**Given request 1**.
Translate this sentence from the Telegraf monitoring post into Spanish: "An OID is an identifier specifying a metric to monitor."

**Reading text**.
Using SLATE to Deploy Telegraf Monitoring

The SLATE platform provides a powerful, simple way to deploy a large variety of applications. In this blog post, we will demonstrate how SLATE can be leveraged to quickly deploy a monitoring solution for ScienceDMZ network infrastructure. Our monitoring solution will use Telegraf to monitor a group of hosts with the Simple Network Management Protocol, usually referred to as SNMP. More information about SNMP can be found here. We will assume collected metrics will be sent to a database at Indiana University’s Global Research Network Operations Center (GlobalNOC). However, metrics can also be sent to a separate InfluxDB database.

GlobalNOC Time-Series Data Services

Metrics marked for export using the tsds Telegraf output plugin are send to the GlobalNOC Time-Series Data Services (TSDS) endpoint, given that correct credentials are provided. Metrics exported to the database join metrics for devices at many research institutions on the Internet2 network. This wealth of data exposes possibilities for many interesting applications. One such application is the Parallel Traceroute Visualization Project being developed at the University of Utah Center for High Performance Computing. The project aims to be a tool for researchers to better understand data transfer nodes and the links between them by running and displaying a visualization of traceroutes between pairs of specified hosts. Once a traceroute is visualized, a user is able to hover over a host to display more information about network conditions at that host. Additionally, the GlobalNOC TSDS enables researchers to view graphs of historical network data for that specific host. This can be useful for reasoning about data transfer node performance and other troubleshooting. The Parallel Traceroute Visualization Project and others like it are able to use the data stored in the TSDS to create more informative tools for researchers and research institutions.

Prerequisites

It is assumed that you already have access to a SLATE-registered Kubernetes cluster, and that you already have installed and set up the SLATE command line interface. If not, instructions can be found at SLATE Quickstart. Additionally, it is assumed that there is an SNMP daemon (responds to SNMP requests) running on one or more target hosts.

On CentOS 7, a simple SNMP setup can be installed by running the following commands:

yum install net-snmp net-snmp-utils
systemctl enable snmpd
systemctl restart snmpd

More details can be found here.

Configuration

To begin, a configuration file for the application must be fetched. The SLATE client provides a simple way to do this with the command below:

slate app get-conf telegraf > telegraf.yaml

This will save a local copy of the telegraf configuration, formatted as a .yaml file. We will modify this configuration accordingly, and eventually deploy the application with this configuration. Open the configuration file with your preferred text editor, and follow the instructions below to configure each piece of the application.

GlobalNOC Database Configuration

Navigate to the grnocOutput section. First, make sure that the enabled flag is set to true. Next, to push to GlobalNOC’s databases, credentials must be obtained.

Process for getting credentials here

Next, configure the database endpoint by filling out the grnocOutput section with the hostname, username, and password obtained earlier. This section will look like this:

grnocOutput:
  enabled: true
  hostname: "tsds.hostname.net"
  username: "tsds username"
  password: "tsds password"

Note that if GRNOC output is enabled, you will not be able to specify a custom set of OIDs. An OID is an identifier specifying a metric to monitor. More information can be found here.

Collected data entries
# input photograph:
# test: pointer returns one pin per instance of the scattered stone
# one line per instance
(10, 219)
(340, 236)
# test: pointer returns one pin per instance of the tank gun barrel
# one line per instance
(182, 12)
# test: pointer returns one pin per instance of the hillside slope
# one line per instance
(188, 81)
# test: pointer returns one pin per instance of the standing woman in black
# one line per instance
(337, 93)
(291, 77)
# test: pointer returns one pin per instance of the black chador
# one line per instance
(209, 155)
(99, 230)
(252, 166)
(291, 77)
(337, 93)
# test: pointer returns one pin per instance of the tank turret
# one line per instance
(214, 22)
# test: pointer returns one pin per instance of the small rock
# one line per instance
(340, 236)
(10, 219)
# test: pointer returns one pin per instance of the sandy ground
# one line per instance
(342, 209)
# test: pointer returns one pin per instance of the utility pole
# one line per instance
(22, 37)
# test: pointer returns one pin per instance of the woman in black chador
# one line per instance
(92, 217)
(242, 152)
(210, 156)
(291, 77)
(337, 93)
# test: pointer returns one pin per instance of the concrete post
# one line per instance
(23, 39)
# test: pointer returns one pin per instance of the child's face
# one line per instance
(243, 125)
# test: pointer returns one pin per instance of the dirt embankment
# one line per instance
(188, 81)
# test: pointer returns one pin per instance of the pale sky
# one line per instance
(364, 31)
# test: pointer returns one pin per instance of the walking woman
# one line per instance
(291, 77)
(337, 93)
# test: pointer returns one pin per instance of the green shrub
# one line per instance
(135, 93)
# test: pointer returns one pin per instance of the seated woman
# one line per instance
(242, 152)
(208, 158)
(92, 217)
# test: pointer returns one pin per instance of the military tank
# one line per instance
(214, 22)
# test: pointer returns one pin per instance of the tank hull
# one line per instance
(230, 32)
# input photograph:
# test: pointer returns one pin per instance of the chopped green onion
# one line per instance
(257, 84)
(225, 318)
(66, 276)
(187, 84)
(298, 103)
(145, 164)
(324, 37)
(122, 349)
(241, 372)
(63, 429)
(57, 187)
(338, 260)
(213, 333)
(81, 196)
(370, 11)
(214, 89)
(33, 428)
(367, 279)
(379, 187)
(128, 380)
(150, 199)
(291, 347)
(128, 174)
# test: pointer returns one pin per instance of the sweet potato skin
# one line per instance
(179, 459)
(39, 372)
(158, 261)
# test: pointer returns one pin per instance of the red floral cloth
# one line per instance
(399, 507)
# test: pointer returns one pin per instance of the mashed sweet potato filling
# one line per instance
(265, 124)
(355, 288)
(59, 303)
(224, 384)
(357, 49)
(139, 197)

**Given request 2**.
Reproduce part of the entries above word for word. Begin at the line that contains "# test: pointer returns one pin per instance of the walking" and continue through the final line of the entries.

**Written response 1**.
Un OID es un identificador que especifica una métrica que se debe monitorear.

**Written response 2**.
# test: pointer returns one pin per instance of the walking woman
# one line per instance
(291, 77)
(337, 93)
# test: pointer returns one pin per instance of the green shrub
# one line per instance
(135, 93)
# test: pointer returns one pin per instance of the seated woman
# one line per instance
(242, 152)
(208, 158)
(92, 217)
# test: pointer returns one pin per instance of the military tank
# one line per instance
(214, 22)
# test: pointer returns one pin per instance of the tank hull
# one line per instance
(230, 32)
# input photograph:
# test: pointer returns one pin per instance of the chopped green onion
# one line per instance
(257, 84)
(225, 318)
(66, 276)
(187, 84)
(298, 103)
(145, 164)
(324, 37)
(122, 349)
(241, 372)
(63, 429)
(57, 187)
(338, 260)
(213, 333)
(81, 196)
(370, 11)
(214, 89)
(33, 428)
(367, 279)
(379, 187)
(128, 380)
(150, 199)
(291, 347)
(128, 174)
# test: pointer returns one pin per instance of the sweet potato skin
# one line per instance
(179, 459)
(39, 372)
(158, 261)
# test: pointer returns one pin per instance of the red floral cloth
# one line per instance
(399, 507)
# test: pointer returns one pin per instance of the mashed sweet potato filling
# one line per instance
(265, 124)
(355, 288)
(59, 303)
(224, 384)
(357, 49)
(139, 197)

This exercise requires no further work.